» Your goal: Please retype every entry below, keeping it exactly the same.

BEGIN

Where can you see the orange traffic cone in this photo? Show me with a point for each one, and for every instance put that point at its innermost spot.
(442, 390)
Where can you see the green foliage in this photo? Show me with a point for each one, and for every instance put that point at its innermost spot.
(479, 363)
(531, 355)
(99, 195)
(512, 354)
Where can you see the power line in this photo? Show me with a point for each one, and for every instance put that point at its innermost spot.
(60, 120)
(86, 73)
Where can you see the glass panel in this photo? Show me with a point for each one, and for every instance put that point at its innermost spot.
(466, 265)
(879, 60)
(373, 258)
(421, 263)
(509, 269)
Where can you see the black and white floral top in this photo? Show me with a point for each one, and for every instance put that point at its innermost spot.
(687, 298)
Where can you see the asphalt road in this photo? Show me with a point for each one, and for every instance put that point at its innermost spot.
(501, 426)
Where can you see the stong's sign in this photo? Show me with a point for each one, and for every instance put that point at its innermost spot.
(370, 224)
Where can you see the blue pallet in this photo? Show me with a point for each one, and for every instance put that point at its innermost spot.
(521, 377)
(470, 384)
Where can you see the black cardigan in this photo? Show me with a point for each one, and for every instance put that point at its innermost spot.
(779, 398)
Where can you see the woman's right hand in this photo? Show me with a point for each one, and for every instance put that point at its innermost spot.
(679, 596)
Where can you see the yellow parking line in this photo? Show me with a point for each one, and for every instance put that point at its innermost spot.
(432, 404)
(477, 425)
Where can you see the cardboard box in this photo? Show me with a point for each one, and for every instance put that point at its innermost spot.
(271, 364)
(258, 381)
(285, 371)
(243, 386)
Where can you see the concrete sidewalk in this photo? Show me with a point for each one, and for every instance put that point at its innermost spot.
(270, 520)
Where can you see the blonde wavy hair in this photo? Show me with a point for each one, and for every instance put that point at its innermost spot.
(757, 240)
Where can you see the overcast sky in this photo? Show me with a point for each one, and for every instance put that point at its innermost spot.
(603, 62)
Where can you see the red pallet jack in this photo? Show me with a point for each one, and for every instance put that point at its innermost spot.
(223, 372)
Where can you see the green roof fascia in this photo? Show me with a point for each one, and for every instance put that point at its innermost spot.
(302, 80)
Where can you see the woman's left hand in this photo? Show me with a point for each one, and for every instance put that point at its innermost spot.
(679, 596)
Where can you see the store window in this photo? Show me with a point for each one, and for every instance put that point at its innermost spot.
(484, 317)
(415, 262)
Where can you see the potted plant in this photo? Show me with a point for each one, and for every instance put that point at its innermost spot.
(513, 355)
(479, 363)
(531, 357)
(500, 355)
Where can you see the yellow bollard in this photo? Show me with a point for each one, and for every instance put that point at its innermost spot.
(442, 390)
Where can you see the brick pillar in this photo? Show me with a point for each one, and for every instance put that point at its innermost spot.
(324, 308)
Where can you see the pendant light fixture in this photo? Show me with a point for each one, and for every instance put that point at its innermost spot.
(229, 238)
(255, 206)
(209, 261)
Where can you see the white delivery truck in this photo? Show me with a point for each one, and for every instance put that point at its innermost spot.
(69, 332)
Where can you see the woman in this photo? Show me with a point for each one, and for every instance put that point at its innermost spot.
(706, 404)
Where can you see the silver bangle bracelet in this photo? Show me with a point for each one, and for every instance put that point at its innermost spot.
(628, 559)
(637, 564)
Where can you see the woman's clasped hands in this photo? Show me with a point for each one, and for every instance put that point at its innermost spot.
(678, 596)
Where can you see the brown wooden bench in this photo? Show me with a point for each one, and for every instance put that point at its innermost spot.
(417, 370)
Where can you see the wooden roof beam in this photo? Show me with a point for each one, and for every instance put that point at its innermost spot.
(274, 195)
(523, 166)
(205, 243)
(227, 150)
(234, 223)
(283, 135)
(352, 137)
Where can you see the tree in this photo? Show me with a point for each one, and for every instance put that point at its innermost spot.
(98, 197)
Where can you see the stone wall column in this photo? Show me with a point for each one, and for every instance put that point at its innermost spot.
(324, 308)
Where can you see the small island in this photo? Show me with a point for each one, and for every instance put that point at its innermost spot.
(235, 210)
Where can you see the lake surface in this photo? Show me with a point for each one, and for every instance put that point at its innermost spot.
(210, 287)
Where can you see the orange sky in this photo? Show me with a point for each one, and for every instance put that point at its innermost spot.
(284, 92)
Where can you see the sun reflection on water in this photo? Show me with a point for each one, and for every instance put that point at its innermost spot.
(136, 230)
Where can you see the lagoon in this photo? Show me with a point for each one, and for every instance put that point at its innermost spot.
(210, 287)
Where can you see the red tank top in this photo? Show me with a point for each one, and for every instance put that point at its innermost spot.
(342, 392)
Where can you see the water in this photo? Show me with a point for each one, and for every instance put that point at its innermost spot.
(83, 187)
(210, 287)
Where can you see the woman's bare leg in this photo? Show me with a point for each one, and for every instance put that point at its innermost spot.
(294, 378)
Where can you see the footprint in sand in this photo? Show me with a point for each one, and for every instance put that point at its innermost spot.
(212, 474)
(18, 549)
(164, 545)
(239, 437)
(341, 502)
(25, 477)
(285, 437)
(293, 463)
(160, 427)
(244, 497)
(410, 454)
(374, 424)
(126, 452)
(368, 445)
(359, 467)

END

» Expected answer:
Where can you see the orange traffic cone in this photo? Show me with a point for each one, and for every instance put that point at its innermost spot.
(442, 390)
Where can you see the green foliage in this photo? Show me with a point for each one, and for every instance put that point at its innermost spot.
(479, 363)
(531, 355)
(99, 195)
(512, 354)
Where can you see the power line in this photo? Show me with a point for each one, and for every instance put that point at its innermost spot.
(60, 120)
(86, 73)
Where can you see the glass panel in this photo? Show me with a point for each one, and for every instance put that point at its innermost spot.
(466, 265)
(879, 60)
(373, 258)
(421, 263)
(509, 269)
Where can you see the black and white floral top in this photo? Show me with a point for each one, and for every instance put that point at its innermost spot.
(687, 298)
Where can you see the asphalt road in this photo? Show me with a point for each one, and for every instance put that point at its innermost spot.
(501, 426)
Where can you see the stong's sign in this photo? Show me with a point for each one, and for every instance put that point at its innermost spot.
(370, 224)
Where can you see the blue pallet in this photo? Show me with a point for each one, and for every instance put that point at its innermost spot.
(521, 377)
(470, 384)
Where can you see the black cardigan in this photo? Show me with a point for each one, and for every instance put that point at its innermost spot.
(779, 398)
Where can you see the woman's right hand in this photo? Show me with a point for each one, and for every instance put that point at its innermost spot.
(679, 596)
Where can you see the yellow parking line in this photo? Show me with a point for each one, and for every instance put that point at its innermost spot.
(432, 404)
(477, 425)
Where can you see the cardboard box in this photo? Show me with a point for each one, and for every instance put that point at its innermost spot.
(271, 364)
(258, 381)
(285, 371)
(243, 386)
Where can you see the concrete sidewalk in this photo? Show me with a point for each one, and for every instance put that point at its innermost spot.
(270, 520)
Where can you see the blonde wavy hair in this photo? Show me with a point for each one, and for every instance put that point at its innermost spot.
(757, 240)
Where can you see the overcast sky in this photo? Show me with a point for each one, and for every instance put that point at its innermost spot.
(603, 62)
Where can you see the red pallet jack in this photo? Show me with a point for each one, and for every instance put that point at its innermost spot.
(223, 372)
Where can you see the green roof fascia in this photo? Show me with a point for each one, and for every instance put that point at its innermost spot.
(302, 80)
Where can you see the woman's left hand in this photo? Show me with a point for each one, and for every instance put that point at its innermost spot.
(679, 596)
Where can you see the store window in this photo? Show me with a point for each one, and for every instance put that point at its innermost spot.
(484, 317)
(415, 262)
Where can you see the potted plant in this photo? Show me with a point for each one, and for every instance put that point at its innermost spot.
(513, 355)
(479, 363)
(531, 357)
(500, 355)
Where can you see the yellow bollard in this photo? Show me with a point for each one, and for every instance put that point at its innermost spot.
(442, 390)
Where can you see the brick pillar in this photo? Show me with a point for each one, and for every instance put that point at its innermost spot.
(324, 308)
Where can you see the pendant light fixture in this photo? Show me with a point for each one, and for every instance put that point at its innermost spot.
(229, 238)
(255, 206)
(209, 261)
Where can you see the white delivery truck in this photo? Show me with a point for each one, and for every instance put that point at its innermost spot.
(69, 332)
Where can you see the woman in this photo? Show me with a point for each one, and for every instance put that point at its innermost spot.
(706, 404)
Where can you see the silver bangle bracelet in this photo? Show me with a point for each one, and for every instance put that point at its innermost spot.
(628, 559)
(637, 564)
Where can you see the woman's clasped hands in this photo? Show me with a point for each one, and for every instance put that point at its innermost spot.
(678, 596)
Where can you see the brown wooden bench in this photo? Show me with a point for each one, and for every instance put that point at its innermost spot.
(417, 370)
Where can you see the wooden roof beam in this photo? Show me with a point for each one, and for every instance put that point at its innermost spot.
(274, 195)
(523, 166)
(205, 243)
(227, 150)
(234, 223)
(283, 135)
(352, 137)
Where can you see the tree in this photo? Show me with a point for each one, and for every instance put that point at its innermost spot.
(98, 197)
Where can you see the stone wall column in this photo? Show me with a point for each one, and for every instance put that point at its innermost spot.
(324, 308)
Where can you see the small island in this photo? Show me with a point for each one, and for every instance put that point at its innermost spot.
(235, 210)
Where can you see the lake surface in this photo? Show me with a point for each one, and for every instance put that point at its innermost spot.
(210, 287)
Where can you see the orange sky in this photo? Show me with a point for each one, and for every instance put that point at its innermost spot.
(284, 92)
Where can you see the sun reflection on water in this photo? Show me with a point for each one, and for every instance put that point at its innermost spot.
(136, 230)
Where can you see the lagoon in this photo? Show me with a point for each one, and for every instance put that point at its innermost spot.
(210, 287)
Where can you see the red tank top in this photo? Show me with a point for each one, and for every instance put that point at its innermost spot.
(342, 392)
Where can you see the water in this photo? Show me with a point for each one, and for every instance put that point at its innermost spot.
(83, 187)
(210, 287)
Where can you see the woman's bare leg in this photo? Show me with a point for each one, and for every instance put that point at its innermost spot.
(294, 378)
Where can you see the footprint in sand in this photo? Show me with a point for each one, and for every instance put that point at its innermost spot.
(212, 474)
(18, 549)
(164, 545)
(239, 437)
(341, 502)
(25, 477)
(285, 437)
(293, 463)
(160, 427)
(244, 497)
(410, 454)
(374, 424)
(126, 452)
(368, 445)
(359, 467)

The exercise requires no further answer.